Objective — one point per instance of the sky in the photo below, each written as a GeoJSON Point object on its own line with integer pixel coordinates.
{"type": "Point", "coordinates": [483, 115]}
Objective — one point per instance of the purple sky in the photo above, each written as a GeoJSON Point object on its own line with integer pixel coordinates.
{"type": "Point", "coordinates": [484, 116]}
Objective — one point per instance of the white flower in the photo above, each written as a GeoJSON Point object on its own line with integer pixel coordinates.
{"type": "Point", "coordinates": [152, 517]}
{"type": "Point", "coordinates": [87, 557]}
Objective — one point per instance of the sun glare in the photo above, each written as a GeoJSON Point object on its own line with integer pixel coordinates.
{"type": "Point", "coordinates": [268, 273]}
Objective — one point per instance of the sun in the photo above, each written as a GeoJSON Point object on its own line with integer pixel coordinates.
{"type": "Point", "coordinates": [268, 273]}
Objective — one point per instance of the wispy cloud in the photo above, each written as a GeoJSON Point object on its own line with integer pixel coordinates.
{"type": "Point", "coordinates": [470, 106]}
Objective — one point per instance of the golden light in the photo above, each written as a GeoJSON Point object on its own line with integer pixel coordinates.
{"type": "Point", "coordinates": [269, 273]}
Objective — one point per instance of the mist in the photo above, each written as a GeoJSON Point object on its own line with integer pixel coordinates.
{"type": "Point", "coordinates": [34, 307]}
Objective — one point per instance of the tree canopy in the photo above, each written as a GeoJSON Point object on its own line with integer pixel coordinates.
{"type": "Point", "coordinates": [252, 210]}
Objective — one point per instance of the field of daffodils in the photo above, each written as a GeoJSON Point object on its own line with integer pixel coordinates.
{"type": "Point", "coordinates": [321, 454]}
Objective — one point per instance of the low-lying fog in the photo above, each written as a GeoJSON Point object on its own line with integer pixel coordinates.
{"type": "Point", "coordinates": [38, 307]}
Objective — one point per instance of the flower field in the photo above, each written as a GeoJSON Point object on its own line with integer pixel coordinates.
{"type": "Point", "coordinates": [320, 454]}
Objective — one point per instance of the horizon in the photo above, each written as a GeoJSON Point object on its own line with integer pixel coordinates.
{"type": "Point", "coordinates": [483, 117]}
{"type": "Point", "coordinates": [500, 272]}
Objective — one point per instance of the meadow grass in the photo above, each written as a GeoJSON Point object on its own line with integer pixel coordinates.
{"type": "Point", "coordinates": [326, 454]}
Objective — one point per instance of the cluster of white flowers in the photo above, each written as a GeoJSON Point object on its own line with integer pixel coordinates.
+++
▶ [YOUR INSTRUCTIONS]: Lay out the listing above as a Markdown table with two columns, Number and Content. Number each line in order and leave out any blank lines.

▶ [EXERCISE ANSWER]:
| Number | Content |
|---|---|
| 1 | Objective — one point per instance of the sky in the photo below, each written as a GeoJSON Point object on its own line with integer pixel coordinates. |
| 2 | {"type": "Point", "coordinates": [483, 115]} |
| 3 | Objective — one point per instance of the purple sky in the photo above, each written as a GeoJSON Point object on its own line with integer pixel coordinates. |
| 4 | {"type": "Point", "coordinates": [484, 116]} |
| 5 | Objective — one point per instance of the white flower in the photo above, each written as a GeoJSON Point object on its own line with integer pixel coordinates. |
| 6 | {"type": "Point", "coordinates": [152, 517]} |
| 7 | {"type": "Point", "coordinates": [87, 557]} |
| 8 | Objective — one point per instance of the sun glare in the photo above, each written as a GeoJSON Point object on its own line with integer pixel coordinates. |
| 9 | {"type": "Point", "coordinates": [268, 273]} |
| 10 | Objective — one point per instance of the sun in the photo above, each written as a GeoJSON Point object on its own line with integer pixel coordinates. |
| 11 | {"type": "Point", "coordinates": [268, 273]} |
| 12 | Objective — one point per instance of the wispy cloud in the photo above, each written as a GeoJSON Point object on its own line with integer pixel coordinates. |
| 13 | {"type": "Point", "coordinates": [470, 106]} |
| 14 | Objective — one point per instance of the golden light in the photo above, each written as a GeoJSON Point object on its own line with integer pixel coordinates. |
| 15 | {"type": "Point", "coordinates": [269, 273]} |
| 16 | Objective — one point per instance of the mist in the photo above, each written as a GeoJSON Point object on its own line with integer pixel coordinates. |
| 17 | {"type": "Point", "coordinates": [34, 307]} |
| 18 | Objective — one point per instance of the tree canopy in the photo above, each written as a GeoJSON Point object on its own line with integer pixel coordinates. |
| 19 | {"type": "Point", "coordinates": [252, 210]} |
| 20 | Objective — one point per instance of the field of daffodils in the photo above, each written as a GeoJSON Point object on its own line with integer pixel coordinates. |
| 21 | {"type": "Point", "coordinates": [321, 454]} |
| 22 | Objective — one point per instance of the low-lying fog in the photo above, each written as a GeoJSON Point object on its own line with integer pixel coordinates. |
| 23 | {"type": "Point", "coordinates": [38, 307]} |
| 24 | Objective — one point per instance of the flower field in the photo above, each written as a GeoJSON Point object on its own line with integer pixel coordinates. |
| 25 | {"type": "Point", "coordinates": [320, 454]} |
| 26 | Objective — one point per instance of the horizon in the photo above, each written as a GeoJSON Point object on its own line with integer pixel coordinates. |
| 27 | {"type": "Point", "coordinates": [483, 117]} |
| 28 | {"type": "Point", "coordinates": [500, 272]} |
| 29 | Objective — one point per instance of the meadow grass in the photo above, each written as a GeoJSON Point object on its own line with integer pixel coordinates. |
| 30 | {"type": "Point", "coordinates": [326, 454]} |
| 31 | Objective — one point per instance of the cluster of white flowers in the photo above, each written as a GeoJSON Point object on its own line with integer pixel coordinates. |